YOUR ASSIGNMENT
Word for word, reproduce all of the entries shown below.

Natural-language object grounding data:
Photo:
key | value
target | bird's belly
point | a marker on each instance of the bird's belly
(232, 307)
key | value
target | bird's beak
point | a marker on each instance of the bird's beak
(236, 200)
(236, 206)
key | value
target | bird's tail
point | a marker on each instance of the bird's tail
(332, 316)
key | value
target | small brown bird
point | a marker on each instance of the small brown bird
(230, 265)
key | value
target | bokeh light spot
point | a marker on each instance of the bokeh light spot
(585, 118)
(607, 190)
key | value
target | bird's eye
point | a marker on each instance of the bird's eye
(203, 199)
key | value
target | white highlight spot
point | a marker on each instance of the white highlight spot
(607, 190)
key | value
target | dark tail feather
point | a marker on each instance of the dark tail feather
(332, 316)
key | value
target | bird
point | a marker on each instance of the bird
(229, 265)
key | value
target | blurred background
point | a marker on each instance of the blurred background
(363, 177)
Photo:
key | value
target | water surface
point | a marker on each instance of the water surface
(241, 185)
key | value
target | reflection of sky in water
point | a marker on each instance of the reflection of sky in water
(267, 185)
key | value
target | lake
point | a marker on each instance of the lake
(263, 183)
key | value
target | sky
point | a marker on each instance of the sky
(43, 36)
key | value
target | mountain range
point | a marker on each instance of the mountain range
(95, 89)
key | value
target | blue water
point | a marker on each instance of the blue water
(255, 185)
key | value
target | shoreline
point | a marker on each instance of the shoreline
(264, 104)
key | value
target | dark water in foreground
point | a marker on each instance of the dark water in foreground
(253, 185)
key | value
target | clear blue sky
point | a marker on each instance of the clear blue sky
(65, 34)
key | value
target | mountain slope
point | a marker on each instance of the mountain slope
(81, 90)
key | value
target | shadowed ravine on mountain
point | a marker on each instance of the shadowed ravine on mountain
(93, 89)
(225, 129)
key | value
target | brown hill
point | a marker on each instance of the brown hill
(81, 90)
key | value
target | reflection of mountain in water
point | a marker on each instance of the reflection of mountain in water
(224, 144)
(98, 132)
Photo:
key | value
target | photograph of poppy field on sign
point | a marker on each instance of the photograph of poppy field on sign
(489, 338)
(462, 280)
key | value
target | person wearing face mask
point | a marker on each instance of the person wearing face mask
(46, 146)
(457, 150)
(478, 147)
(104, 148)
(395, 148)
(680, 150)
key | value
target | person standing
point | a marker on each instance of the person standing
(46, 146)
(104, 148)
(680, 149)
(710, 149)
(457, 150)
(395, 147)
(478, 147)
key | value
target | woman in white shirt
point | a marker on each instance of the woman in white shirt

ANSWER BOX
Photo:
key | value
target | bird's belly
point | a marker on each instance of the bird's belly
(232, 307)
key | value
target | bird's beak
point | a marker on each instance of the bird's beak
(236, 200)
(236, 206)
key | value
target | bird's tail
point | a marker on each instance of the bird's tail
(332, 316)
key | value
target | small brown bird
point | a marker on each instance of the small brown bird
(230, 265)
key | value
target | bokeh light spot
point | a marker on each instance of the bokeh light spot
(585, 118)
(607, 190)
key | value
target | bird's eye
point | a marker on each instance of the bird's eye
(203, 199)
key | value
target | white highlight spot
point | a marker on each instance of the white highlight spot
(607, 190)
key | value
target | dark tail feather
point | a marker on each instance of the dark tail feather
(332, 316)
key | value
target | bird
point | a marker on each instance of the bird
(229, 265)
key | value
target | blurred background
point | a marker on each instance of the blurred background
(363, 177)
Photo:
key | value
target | water surface
point | a marker on each instance of the water surface
(241, 185)
key | value
target | reflection of sky in water
point | a marker on each instance of the reflection of sky in water
(267, 185)
key | value
target | lake
point | a marker on each instance of the lake
(263, 183)
key | value
target | sky
point | a marker on each instance of the sky
(43, 36)
key | value
target | mountain range
point | a marker on each instance of the mountain range
(95, 89)
key | value
target | blue water
point | a marker on each instance of the blue water
(255, 185)
key | value
target | shoreline
point | a marker on each instance of the shoreline
(264, 104)
key | value
target | dark water in foreground
point | a marker on each instance of the dark water in foreground
(253, 185)
key | value
target | clear blue sky
point | a marker on each instance of the clear blue sky
(65, 34)
key | value
target | mountain slope
point | a marker on each instance of the mountain slope
(81, 90)
key | value
target | shadowed ravine on mountain
point | a marker on each instance of the shadowed ravine on mountain
(93, 89)
(225, 129)
key | value
target | brown hill
point | a marker on each instance of the brown hill
(81, 90)
key | value
target | reflection of mountain in water
point | a marker on each instance of the reflection of mountain in water
(224, 144)
(98, 132)
Photo:
key | value
target | photograph of poppy field on sign
point | a marker on each instance of the photograph of poppy field on sign
(489, 338)
(462, 280)
key | value
target | person wearing face mask
point | a marker on each instance of the person wearing face mask
(46, 146)
(457, 150)
(478, 147)
(104, 148)
(395, 148)
(680, 150)
key | value
target | person standing
point | a marker on each instance of the person standing
(46, 146)
(104, 148)
(680, 149)
(710, 149)
(457, 150)
(395, 147)
(478, 147)
key | value
target | woman in white shirt
point | a marker on each instance of the woman in white shirt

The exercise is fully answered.